WHAT THE TASK ASKS
Could you repeat only the stretch of lines below from the one containing "Where in the image is the glass cooktop?" through the last line, requests included, shifting every bounding-box coordinate in the answers up by 72?

--- start of GIVEN ENTRIES ---

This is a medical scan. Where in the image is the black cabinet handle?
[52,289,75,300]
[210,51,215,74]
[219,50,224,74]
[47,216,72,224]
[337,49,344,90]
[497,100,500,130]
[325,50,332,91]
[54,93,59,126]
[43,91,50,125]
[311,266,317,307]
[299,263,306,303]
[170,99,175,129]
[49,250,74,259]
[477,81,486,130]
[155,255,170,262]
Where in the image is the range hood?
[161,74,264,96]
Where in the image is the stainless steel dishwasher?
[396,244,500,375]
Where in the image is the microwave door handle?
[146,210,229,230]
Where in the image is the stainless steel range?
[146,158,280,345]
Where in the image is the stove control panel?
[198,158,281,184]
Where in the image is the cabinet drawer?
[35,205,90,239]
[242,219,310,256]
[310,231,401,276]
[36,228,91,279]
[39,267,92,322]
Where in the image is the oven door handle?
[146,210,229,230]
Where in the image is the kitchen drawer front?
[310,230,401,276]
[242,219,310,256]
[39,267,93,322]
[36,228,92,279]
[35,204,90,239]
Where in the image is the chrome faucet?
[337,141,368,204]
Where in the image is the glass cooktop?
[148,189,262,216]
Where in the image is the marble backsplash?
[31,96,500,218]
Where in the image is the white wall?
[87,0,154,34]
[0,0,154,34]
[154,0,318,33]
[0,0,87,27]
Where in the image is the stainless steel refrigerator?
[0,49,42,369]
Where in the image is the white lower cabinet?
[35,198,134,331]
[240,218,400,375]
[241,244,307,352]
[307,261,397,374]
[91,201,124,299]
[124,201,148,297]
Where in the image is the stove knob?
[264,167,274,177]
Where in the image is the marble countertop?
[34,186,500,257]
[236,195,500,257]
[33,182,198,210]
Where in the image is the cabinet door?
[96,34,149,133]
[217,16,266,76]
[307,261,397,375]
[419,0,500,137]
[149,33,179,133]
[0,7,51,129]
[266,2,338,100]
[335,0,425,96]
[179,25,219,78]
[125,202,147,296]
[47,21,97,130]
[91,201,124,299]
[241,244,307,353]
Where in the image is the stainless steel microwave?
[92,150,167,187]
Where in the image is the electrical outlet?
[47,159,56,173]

--- end of GIVEN ENTRIES ---

OUTPUT FOR THIS TASK
Where in the image is the glass cooktop?
[220,261,334,288]
Where in the image is the marble backsplash?
[103,168,572,290]
Where in the image is the white wall?
[159,72,226,106]
[72,72,226,106]
[226,72,390,105]
[72,72,159,99]
Where in the image is the stainless steel refrigerator?
[72,121,114,441]
Where in the image is the white lower cabinet?
[107,270,206,403]
[312,290,472,447]
[313,316,379,424]
[379,333,469,446]
[163,273,196,371]
[196,273,220,369]
Where in the image is the stove knob?
[336,239,346,249]
Where in the image is the marble countertop?
[106,258,572,329]
[308,267,572,329]
[105,254,270,282]
Where in the image is the cabinet door?
[168,106,221,205]
[289,88,338,148]
[379,333,469,447]
[491,72,572,209]
[221,105,251,205]
[72,79,123,201]
[338,74,410,172]
[407,72,497,168]
[251,97,291,150]
[197,274,219,368]
[119,93,169,202]
[163,273,196,371]
[313,316,379,425]
Where in the image is the stainless steel microwave?
[164,222,239,259]
Where in the image is the electrical outlet?
[119,231,128,245]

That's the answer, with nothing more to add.